■ TASK DETAILS: Convert the lines below into a JSON list of strings, one string per line, with blank lines left out.

■ RECORDS FOR PROCESSING:
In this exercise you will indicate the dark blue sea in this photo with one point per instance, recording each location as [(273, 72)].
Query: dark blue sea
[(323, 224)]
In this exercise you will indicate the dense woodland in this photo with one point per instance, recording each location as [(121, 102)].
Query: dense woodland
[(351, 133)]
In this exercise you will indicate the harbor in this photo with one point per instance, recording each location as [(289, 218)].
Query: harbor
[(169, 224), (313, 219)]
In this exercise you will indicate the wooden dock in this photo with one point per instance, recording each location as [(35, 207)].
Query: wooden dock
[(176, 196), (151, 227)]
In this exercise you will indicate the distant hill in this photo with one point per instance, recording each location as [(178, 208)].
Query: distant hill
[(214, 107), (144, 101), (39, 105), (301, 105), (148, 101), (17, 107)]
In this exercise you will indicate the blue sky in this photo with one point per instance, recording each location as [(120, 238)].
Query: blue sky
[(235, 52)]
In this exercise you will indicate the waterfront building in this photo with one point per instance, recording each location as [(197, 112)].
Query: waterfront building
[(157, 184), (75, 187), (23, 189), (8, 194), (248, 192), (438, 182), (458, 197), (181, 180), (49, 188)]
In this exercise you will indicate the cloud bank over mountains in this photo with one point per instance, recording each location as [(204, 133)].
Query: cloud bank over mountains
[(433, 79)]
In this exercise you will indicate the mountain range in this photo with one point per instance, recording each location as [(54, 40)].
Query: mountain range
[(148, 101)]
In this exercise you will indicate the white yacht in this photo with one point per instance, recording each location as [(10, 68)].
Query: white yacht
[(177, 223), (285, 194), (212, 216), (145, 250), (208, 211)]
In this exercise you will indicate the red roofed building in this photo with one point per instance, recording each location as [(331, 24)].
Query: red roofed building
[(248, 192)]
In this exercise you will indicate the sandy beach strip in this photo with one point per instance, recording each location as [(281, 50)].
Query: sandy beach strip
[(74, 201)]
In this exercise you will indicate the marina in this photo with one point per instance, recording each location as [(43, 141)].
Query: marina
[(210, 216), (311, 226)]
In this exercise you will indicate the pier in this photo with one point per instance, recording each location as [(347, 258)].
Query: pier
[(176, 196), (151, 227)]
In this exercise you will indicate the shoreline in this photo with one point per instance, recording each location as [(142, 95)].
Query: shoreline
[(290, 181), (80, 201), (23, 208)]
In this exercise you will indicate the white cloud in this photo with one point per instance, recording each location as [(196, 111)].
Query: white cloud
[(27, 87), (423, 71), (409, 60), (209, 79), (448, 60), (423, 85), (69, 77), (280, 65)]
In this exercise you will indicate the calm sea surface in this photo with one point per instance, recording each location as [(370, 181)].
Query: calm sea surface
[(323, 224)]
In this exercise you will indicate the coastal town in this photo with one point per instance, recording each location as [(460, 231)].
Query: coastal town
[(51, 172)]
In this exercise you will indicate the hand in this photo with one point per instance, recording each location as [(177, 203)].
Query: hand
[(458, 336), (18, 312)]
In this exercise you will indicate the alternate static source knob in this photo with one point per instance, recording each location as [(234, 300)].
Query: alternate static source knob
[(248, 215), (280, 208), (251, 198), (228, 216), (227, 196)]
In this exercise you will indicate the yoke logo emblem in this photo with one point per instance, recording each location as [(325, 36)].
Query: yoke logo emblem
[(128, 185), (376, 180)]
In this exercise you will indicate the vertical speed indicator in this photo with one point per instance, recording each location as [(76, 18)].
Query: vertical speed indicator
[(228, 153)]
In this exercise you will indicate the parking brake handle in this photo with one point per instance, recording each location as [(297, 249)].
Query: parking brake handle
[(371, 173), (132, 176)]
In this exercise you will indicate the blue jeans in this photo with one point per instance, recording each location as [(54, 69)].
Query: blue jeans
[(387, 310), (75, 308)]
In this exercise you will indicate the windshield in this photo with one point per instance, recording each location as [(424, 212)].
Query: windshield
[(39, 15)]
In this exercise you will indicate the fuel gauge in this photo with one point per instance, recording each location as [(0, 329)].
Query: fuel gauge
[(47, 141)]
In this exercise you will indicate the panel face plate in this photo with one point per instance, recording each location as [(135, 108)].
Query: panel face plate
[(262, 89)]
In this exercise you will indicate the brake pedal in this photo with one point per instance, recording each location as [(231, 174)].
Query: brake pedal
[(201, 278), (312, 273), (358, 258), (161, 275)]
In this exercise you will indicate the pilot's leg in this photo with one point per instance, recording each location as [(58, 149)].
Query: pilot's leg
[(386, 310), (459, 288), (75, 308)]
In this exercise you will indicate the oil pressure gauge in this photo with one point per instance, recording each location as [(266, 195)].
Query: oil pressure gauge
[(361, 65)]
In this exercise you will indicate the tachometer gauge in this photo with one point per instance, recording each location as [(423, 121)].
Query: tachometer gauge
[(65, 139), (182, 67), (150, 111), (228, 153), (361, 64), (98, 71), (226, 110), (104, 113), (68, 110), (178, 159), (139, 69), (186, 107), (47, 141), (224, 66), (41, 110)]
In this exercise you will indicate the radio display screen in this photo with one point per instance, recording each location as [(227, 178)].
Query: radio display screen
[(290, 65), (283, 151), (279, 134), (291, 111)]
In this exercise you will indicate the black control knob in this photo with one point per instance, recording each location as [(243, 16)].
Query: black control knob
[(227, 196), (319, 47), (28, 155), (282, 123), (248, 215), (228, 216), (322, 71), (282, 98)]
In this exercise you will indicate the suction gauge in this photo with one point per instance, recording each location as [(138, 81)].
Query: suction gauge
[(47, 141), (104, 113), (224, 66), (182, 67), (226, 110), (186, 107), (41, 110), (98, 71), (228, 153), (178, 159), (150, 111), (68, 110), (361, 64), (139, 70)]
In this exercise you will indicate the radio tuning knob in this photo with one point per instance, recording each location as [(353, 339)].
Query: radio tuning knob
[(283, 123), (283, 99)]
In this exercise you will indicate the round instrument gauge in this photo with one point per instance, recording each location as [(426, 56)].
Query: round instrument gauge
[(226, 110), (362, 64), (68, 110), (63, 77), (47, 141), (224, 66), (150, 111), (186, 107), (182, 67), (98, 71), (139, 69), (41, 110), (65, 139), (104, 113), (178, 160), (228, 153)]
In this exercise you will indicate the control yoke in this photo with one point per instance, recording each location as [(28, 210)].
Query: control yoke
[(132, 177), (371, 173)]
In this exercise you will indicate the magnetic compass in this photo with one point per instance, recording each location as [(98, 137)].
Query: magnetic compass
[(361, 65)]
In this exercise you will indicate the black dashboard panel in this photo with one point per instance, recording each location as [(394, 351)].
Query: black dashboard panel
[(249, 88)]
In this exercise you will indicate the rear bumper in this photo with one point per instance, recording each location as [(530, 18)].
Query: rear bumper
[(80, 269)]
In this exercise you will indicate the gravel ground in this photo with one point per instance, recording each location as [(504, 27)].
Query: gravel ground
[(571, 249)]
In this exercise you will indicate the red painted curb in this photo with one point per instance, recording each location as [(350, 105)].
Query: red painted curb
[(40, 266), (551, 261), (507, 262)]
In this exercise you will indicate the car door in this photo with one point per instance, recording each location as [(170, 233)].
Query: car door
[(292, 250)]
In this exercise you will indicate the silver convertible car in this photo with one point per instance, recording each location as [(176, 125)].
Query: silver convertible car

■ THE RESULT:
[
  "In this exercise you will indicate the dark blue sea in this photo with one point per instance, recording each location as [(273, 72)].",
  "Query: dark blue sea",
  "[(323, 224)]",
  "In this exercise you will indicate the dense woodland in this photo with one point per instance, recording each location as [(121, 102)].",
  "Query: dense woodland",
  "[(351, 133)]",
  "In this exercise you will indicate the harbor in this photo with one point per instance, recording each location as [(289, 218)].",
  "Query: harbor",
  "[(169, 224), (313, 219)]",
  "In this exercise you will indicate the wooden dock in this photo with one point per instance, recording each location as [(35, 207)].",
  "Query: wooden dock",
  "[(176, 196), (151, 227)]",
  "In this exercise you will indicate the distant hill in this photo with one point per instance, recording each location as [(178, 208)].",
  "Query: distant hill",
  "[(214, 107), (144, 101), (39, 105), (301, 105), (148, 101), (17, 107)]",
  "In this exercise you will indicate the blue sky in this photo with one point per instance, recording each location as [(120, 238)].",
  "Query: blue sky",
  "[(235, 52)]",
  "In this exercise you will indicate the waterfront building in this photo with one point per instance, recording each location as [(197, 112)].",
  "Query: waterfront building",
  "[(157, 184), (75, 187), (23, 189), (8, 194), (248, 192), (438, 182), (458, 197), (181, 180), (49, 188)]",
  "In this exercise you will indicate the cloud bank over mountains in this photo with one point per instance, recording each location as [(204, 133)].",
  "Query: cloud bank over mountains",
  "[(433, 79)]",
  "In this exercise you will indicate the mountain range in this photo with one point per instance, recording each location as [(54, 40)].",
  "Query: mountain range",
  "[(148, 101)]",
  "In this exercise you will indicate the white yacht in this photo with one point per instance, recording each location as [(10, 68)].",
  "Query: white yacht",
  "[(177, 223), (285, 194), (212, 216), (145, 250), (208, 211)]",
  "In this exercise you will indicate the red roofed building in this photo with one point per instance, recording each location as [(331, 24)].",
  "Query: red roofed building",
  "[(248, 192)]",
  "In this exercise you will indicate the sandy beach strip in this photo with one point per instance, recording each location as [(281, 50)].",
  "Query: sandy beach strip",
  "[(74, 201)]",
  "In this exercise you will indicate the marina in this photo with one point per instance, recording each location as [(43, 141)].",
  "Query: marina",
  "[(210, 216), (311, 226)]",
  "In this exercise you will indicate the pier in this photo with one point per instance, recording each location as [(347, 258)].",
  "Query: pier",
  "[(176, 196), (151, 227)]",
  "In this exercise you will indicate the shoreline in this photo with one point per instance, recording each location as [(142, 95)].",
  "Query: shoreline",
  "[(290, 181), (80, 201), (23, 208)]",
  "In this exercise you will indicate the white cloud in this photo with one point per instance, recording each location as [(196, 111)].",
  "Query: white cloud",
  "[(27, 87), (423, 71), (409, 60), (209, 79), (448, 60), (423, 85), (69, 77), (280, 65)]",
  "In this exercise you will indicate the calm sea surface in this photo with one point per instance, recording each location as [(370, 181)].",
  "Query: calm sea surface",
  "[(323, 224)]",
  "In this exercise you will indicate the coastal town in this photo with one point per instance, recording each location as [(460, 231)].",
  "Query: coastal town",
  "[(51, 172)]",
  "In this exercise you will indicate the hand in this photo with one point per instance, recording each location as [(177, 203)].",
  "Query: hand",
  "[(458, 336), (18, 312)]",
  "In this exercise you will indicate the alternate static source knob in this photo with one point per instance, recording each location as [(234, 300)].",
  "Query: alternate static source knob",
  "[(248, 215), (280, 208), (251, 198), (228, 216), (227, 196)]",
  "In this exercise you will indicate the yoke logo emblem in this photo with one point per instance, recording each location as [(325, 36)].",
  "Query: yoke logo emblem",
  "[(128, 185), (376, 180)]",
  "In this exercise you will indicate the vertical speed indicator in this photo with one point per instance, recording each location as [(76, 18)].",
  "Query: vertical speed indicator",
  "[(228, 153)]",
  "In this exercise you will indicate the parking brake handle in this photo with one point per instance, recording each location as [(297, 249)].",
  "Query: parking brake handle",
  "[(371, 173), (132, 176)]",
  "In this exercise you will indicate the blue jeans in this photo with one point per instance, recording each location as [(54, 69)].",
  "Query: blue jeans",
  "[(387, 310), (75, 308)]",
  "In this exercise you will indicate the windshield in this photo with one point per instance, recording each location as [(424, 212)].",
  "Query: windshield",
  "[(39, 15)]",
  "In this exercise you will indicate the fuel gauge in this photo with one point per instance, recording each location as [(0, 329)].",
  "Query: fuel gauge",
  "[(47, 141)]",
  "In this exercise you will indicate the panel face plate in this photo with one point per instance, recording each location as [(135, 108)].",
  "Query: panel face plate",
  "[(262, 89)]",
  "In this exercise you will indicate the brake pedal in this photo with one point per instance, recording each location as [(231, 174)].",
  "Query: brake pedal",
  "[(201, 278), (312, 273), (358, 258), (161, 275)]",
  "In this exercise you will indicate the pilot's leg in this photo with one point per instance, recording each location as [(58, 149)].",
  "Query: pilot's leg",
  "[(386, 310), (459, 288), (75, 308)]",
  "In this exercise you will indicate the oil pressure gauge in this photo with one point per instance, recording each location as [(266, 195)].",
  "Query: oil pressure gauge",
  "[(361, 65)]",
  "In this exercise you will indicate the tachometer gauge in this photo with one point per instance, recording each location as [(423, 121)].",
  "Query: tachometer gauge",
  "[(65, 139), (182, 67), (150, 111), (228, 153), (361, 64), (98, 71), (226, 110), (104, 113), (68, 110), (178, 159), (139, 69), (186, 107), (47, 141), (224, 66), (41, 110)]",
  "In this exercise you will indicate the radio display screen in this photo with one point per instance, recording each location as [(227, 178)].",
  "Query: radio display screen",
  "[(290, 65), (283, 151), (279, 134), (291, 111)]",
  "In this exercise you will indicate the black control knob in this photo with one point per instance, recording each location as [(243, 16)].",
  "Query: black control knob",
  "[(227, 196), (319, 47), (28, 155), (282, 123), (248, 215), (228, 216), (322, 71), (282, 98)]",
  "In this exercise you will indicate the suction gauge in this photo with one point per instance, recording each location as [(138, 81)].",
  "Query: suction gauge",
  "[(47, 141), (104, 113), (224, 66), (182, 67), (226, 110), (186, 107), (41, 110), (98, 71), (228, 153), (178, 159), (150, 111), (68, 110), (361, 64), (139, 70)]",
  "In this exercise you will indicate the radio tuning knob in this photo with one point per instance, recording each location as [(353, 339)].",
  "Query: radio tuning knob",
  "[(283, 123), (283, 99)]",
  "In this exercise you will indicate the round instrument gauge in this photo with one point per instance, recording each location as [(426, 56)].",
  "Query: round instrument gauge",
  "[(226, 110), (362, 64), (68, 110), (63, 77), (47, 141), (224, 66), (150, 111), (186, 107), (182, 67), (98, 71), (139, 69), (41, 110), (65, 139), (104, 113), (178, 160), (228, 153)]",
  "In this exercise you will indicate the control yoke in this photo with one point per instance, recording each location as [(28, 210)].",
  "Query: control yoke",
  "[(132, 177), (371, 173)]",
  "In this exercise you will indicate the magnetic compass in this photo with one point per instance, recording each location as [(98, 137)].",
  "Query: magnetic compass",
  "[(361, 65)]",
  "In this exercise you will indicate the black dashboard panel in this photo with one point per instance, recording each location as [(394, 351)].",
  "Query: black dashboard panel",
  "[(249, 88)]",
  "In this exercise you will indicate the rear bumper in this photo with one point per instance, recording each location as [(530, 18)].",
  "Query: rear bumper",
  "[(80, 269)]",
  "In this exercise you will indicate the gravel ground in this photo with one point per instance, recording each location as [(504, 27)].",
  "Query: gravel ground",
  "[(571, 249)]",
  "In this exercise you will indicate the red painted curb in this photo with one point per instance, recording each location as [(350, 105)].",
  "Query: red painted curb",
  "[(40, 266), (551, 261), (507, 262)]",
  "In this exercise you will indicate the car door in this photo with one point per instance, recording each location as [(170, 233)].",
  "Query: car door",
  "[(292, 250)]",
  "In this exercise you will indicate the silver convertible car in this photo with one point per instance, recording each location as [(176, 125)].",
  "Query: silver convertible car"
]